-- begin --

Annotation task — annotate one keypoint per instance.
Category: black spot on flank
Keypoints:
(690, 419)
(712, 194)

-- end --
-- begin --

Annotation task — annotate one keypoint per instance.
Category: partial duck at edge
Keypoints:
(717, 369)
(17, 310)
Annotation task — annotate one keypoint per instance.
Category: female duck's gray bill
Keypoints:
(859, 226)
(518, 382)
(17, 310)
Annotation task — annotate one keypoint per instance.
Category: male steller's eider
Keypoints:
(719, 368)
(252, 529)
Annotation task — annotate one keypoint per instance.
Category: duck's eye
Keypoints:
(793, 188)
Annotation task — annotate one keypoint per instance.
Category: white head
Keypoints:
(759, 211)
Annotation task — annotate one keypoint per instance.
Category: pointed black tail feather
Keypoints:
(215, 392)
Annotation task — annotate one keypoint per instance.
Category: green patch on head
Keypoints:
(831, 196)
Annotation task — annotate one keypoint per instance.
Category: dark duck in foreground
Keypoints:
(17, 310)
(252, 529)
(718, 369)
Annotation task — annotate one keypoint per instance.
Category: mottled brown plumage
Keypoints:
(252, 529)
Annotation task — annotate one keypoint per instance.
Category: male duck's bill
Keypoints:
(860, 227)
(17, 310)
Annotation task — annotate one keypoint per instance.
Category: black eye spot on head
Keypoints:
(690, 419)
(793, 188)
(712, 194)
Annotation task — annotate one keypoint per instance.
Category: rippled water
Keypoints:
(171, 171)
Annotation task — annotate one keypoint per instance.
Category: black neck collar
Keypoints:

-- end --

### [WHAT YOU WILL DO]
List every line in the records above that contains the word "spot". Case matters.

### [CORRECT RESULT]
Category: black spot on flank
Category: black eye spot on head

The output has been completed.